Point annotation dataset records =>
+++
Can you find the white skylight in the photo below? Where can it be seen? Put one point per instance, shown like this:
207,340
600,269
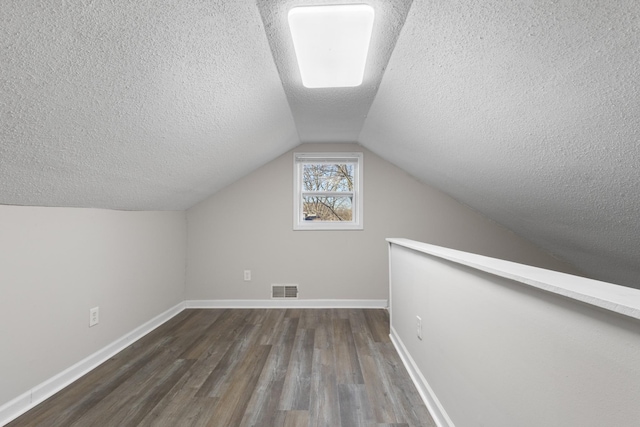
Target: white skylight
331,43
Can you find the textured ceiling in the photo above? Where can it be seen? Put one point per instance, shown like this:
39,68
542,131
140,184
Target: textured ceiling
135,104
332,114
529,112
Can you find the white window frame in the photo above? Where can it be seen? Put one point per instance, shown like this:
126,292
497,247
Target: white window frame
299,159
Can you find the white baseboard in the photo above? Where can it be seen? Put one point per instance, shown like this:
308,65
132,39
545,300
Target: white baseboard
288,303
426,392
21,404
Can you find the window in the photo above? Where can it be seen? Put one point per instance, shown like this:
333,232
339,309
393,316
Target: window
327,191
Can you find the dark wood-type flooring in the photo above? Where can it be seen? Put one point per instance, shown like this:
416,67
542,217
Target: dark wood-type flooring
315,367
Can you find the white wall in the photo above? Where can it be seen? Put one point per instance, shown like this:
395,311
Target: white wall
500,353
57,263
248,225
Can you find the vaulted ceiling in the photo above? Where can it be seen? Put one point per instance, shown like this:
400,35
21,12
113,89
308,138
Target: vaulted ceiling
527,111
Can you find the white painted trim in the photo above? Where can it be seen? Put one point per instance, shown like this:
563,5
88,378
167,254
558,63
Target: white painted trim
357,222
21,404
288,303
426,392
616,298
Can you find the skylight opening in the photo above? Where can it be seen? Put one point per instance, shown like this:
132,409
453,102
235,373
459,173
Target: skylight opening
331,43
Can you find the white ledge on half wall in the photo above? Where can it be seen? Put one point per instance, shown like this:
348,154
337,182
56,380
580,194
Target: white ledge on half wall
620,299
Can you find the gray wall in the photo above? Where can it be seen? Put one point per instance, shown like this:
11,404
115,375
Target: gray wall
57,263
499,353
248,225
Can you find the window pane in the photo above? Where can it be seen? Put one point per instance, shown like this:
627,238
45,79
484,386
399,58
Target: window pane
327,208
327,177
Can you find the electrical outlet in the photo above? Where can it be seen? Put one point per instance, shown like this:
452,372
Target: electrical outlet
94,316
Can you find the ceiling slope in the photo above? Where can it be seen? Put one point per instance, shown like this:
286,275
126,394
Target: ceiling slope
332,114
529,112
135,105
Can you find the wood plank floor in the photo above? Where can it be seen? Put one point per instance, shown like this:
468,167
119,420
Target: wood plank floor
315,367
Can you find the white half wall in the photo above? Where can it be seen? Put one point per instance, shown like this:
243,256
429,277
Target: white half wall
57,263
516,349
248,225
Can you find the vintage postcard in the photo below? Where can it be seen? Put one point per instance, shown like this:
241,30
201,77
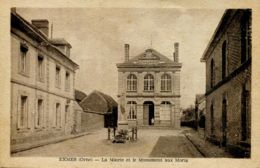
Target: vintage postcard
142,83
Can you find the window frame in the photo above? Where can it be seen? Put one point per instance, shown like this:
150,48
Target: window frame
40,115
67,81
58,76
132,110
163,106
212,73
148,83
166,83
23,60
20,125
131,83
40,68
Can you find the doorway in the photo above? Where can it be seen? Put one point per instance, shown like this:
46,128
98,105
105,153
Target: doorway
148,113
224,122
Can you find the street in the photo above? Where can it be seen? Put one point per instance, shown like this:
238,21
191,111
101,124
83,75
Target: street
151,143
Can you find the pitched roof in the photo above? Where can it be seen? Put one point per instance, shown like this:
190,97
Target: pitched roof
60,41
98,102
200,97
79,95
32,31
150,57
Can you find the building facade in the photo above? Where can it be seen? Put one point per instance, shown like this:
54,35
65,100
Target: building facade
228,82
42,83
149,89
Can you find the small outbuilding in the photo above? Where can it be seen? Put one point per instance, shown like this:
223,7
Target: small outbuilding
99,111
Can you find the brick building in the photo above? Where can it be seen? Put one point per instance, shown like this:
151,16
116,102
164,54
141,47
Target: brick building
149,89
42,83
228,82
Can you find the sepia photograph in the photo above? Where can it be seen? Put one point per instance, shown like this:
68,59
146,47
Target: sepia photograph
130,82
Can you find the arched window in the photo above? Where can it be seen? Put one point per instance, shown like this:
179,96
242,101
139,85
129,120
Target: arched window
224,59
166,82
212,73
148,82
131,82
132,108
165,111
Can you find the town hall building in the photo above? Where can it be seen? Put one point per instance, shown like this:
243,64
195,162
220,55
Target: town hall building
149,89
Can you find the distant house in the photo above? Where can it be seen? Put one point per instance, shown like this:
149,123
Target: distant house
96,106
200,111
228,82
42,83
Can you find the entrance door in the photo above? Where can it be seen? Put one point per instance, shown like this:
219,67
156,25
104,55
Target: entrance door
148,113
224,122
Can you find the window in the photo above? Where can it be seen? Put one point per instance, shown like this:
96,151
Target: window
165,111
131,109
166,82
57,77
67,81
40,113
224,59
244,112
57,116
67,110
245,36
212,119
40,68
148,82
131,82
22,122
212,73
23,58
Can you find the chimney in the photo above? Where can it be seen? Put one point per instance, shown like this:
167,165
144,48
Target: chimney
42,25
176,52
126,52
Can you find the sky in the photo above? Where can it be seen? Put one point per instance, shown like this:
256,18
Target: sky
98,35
+++
Aim => Can you copy out all of the records above word for word, omitting the pictures?

Task answer =>
Can you find the white skylight in the photo below? Where can it be seen? Put one point per instance, shown like this:
207,340
600,269
Target: white skylight
331,43
Can you find the textured ceiling in the photo above? Where can it be seen? Put one point per instance, shown like this:
39,68
542,131
140,184
Target: textured ceiling
135,104
332,114
529,112
Can you find the white window frame in the photo above? Where can it be seen? Put one point per instance, shown like this:
126,292
497,247
Target: white window frame
299,159
Can you find the white baseboard in the photo above? Where can it be seen? Put one point per instance, shown like this:
308,65
132,39
545,300
Target: white baseboard
288,303
426,392
21,404
Can you find the window in the photo above? Where can it be seen? Put one point per instance, shown like this:
333,232
339,309
393,316
Target: window
327,191
Can you find the dark wood-type flooring in the photo above? Where can it be seen? Put one point per instance, shown like this:
416,67
542,217
Target: dark wood-type flooring
315,367
Can you find the white wall in the photo above? Where can it be seen? Put one point per instance, shown like this:
395,311
Target: white wall
500,353
57,263
248,225
Can you find the vaulted ceiling in the photo above? Where can it be seen? Put one point per instance, shown like this:
400,35
21,12
113,89
308,138
Target: vaulted ceiling
527,111
Can you find the white painted trim in the photo above? Where can it be seen? Put one point per instance, shown like this:
563,5
88,378
167,254
558,63
Target: white painted trim
357,222
21,404
288,303
426,392
616,298
Can you find the skylight opening in the photo above? Where can it be seen? Put one point per instance, shown like this:
132,409
453,102
235,373
459,173
Target: skylight opening
331,43
Can you find the white ledge on half wall in the photo above? Where can it be seen? Put one point per instance, shown like this:
348,154
337,182
56,380
580,194
Target: white ledge on half wall
620,299
Can you find the gray wall in the photo above? Where can it be seen? Put one point per instance, shown like this:
11,404
115,375
Target: gray wall
57,263
499,353
248,225
Can you find the window pane in the photo above? Where can it be seen? Put one point per instance, shown like this:
627,238
45,79
484,386
399,58
Target: window pane
327,208
327,177
Can you find the electrical outlet in the photo above? Where can it be seen? Put one point per instance, shown like this:
452,372
Target: electrical outlet
94,316
Can you find the ceiling slope in the photo above? Where can it be seen? Put one point per instance, shown like this:
286,275
126,394
Target: ceiling slope
332,114
529,112
135,105
Can you find the wood plank floor in the photo above? Where can it be seen? Put one point per instance, shown like this:
468,167
119,420
Target: wood plank floor
315,367
Can you find the white half wall in the photo above? Where can it be seen? Put one point per instance, shown like this:
243,256
429,277
Target: white half wall
57,263
516,349
248,225
Can you find the vintage postcard in the photo below? Where can it be seen? Put one point per instance, shown like this:
241,30
201,77
Target: vintage postcard
142,83
Can you find the window frame in the photo above? Where can it be seen? Put one point per instance, shown like this:
150,48
Target: window frame
40,115
67,81
58,76
132,110
163,106
212,73
148,83
166,83
23,60
20,125
131,83
40,68
Can you find the doorway in the photo above? Where can it be seen? Put one point per instance, shown like this:
46,128
98,105
105,153
Target: doorway
148,113
224,122
Can you find the street in the photo above? Where can it be seen? Put one point per instance, shown like this:
238,21
191,111
101,124
83,75
Target: street
151,143
Can you find the pitched roof in the photo above? Where can it be seen? Put one point per instance, shown like this:
190,97
Target: pitched roof
60,41
98,102
200,97
79,95
32,31
150,57
Can you find the building facade in the photo above? Where can it be seen? Put one point per instance, shown like this:
54,35
65,100
Target: building facade
228,82
42,83
149,89
Can you find the small outbuilding in the photo above? Where can it be seen? Put one point per instance, shown like this:
223,7
Target: small outbuilding
99,111
Can you find the brick building in the photo above? Where can it be seen? Put one point per instance, shown like this:
151,16
116,102
164,54
141,47
Target: brick building
149,89
42,83
228,82
Can you find the sepia photograph in the photo above? Where can it be seen? Put one point per instance, shown like this:
68,59
146,47
Target: sepia photograph
130,82
Can you find the arched window in the photo above? Where can it be seen? Put one point per instance, shown like this:
179,96
242,101
139,85
129,120
Target: arched window
224,59
166,82
212,73
148,82
131,82
132,108
165,111
Can you find the town hall building in the photo above? Where can it be seen? Put one point per instance, shown like this:
243,64
195,162
220,55
Target: town hall building
149,89
Can you find the distant house in the photo above? Where can it be seen? Put one point per instance, shown like this:
149,123
Target: distant house
96,106
200,111
228,82
42,83
Can you find the entrance door in the photo above? Where can it be seen? Put one point per instance, shown like this:
219,67
156,25
104,55
Target: entrance door
148,113
224,122
Can you find the window in the photo above? Where can it be seen? Put one point per instance, shown like this:
96,151
Target: window
165,111
131,109
166,82
57,77
67,81
40,113
224,59
244,112
57,116
67,110
245,36
212,119
40,68
148,82
131,82
22,122
212,73
23,58
Can you find the chimney in the photo above? Where can it be seen? Put one point per instance, shown like this:
167,165
144,48
Target: chimney
42,25
176,52
126,52
Can you find the sky in the photo above? Where can it be seen? Put one point per instance, shown like this:
256,18
Target: sky
98,35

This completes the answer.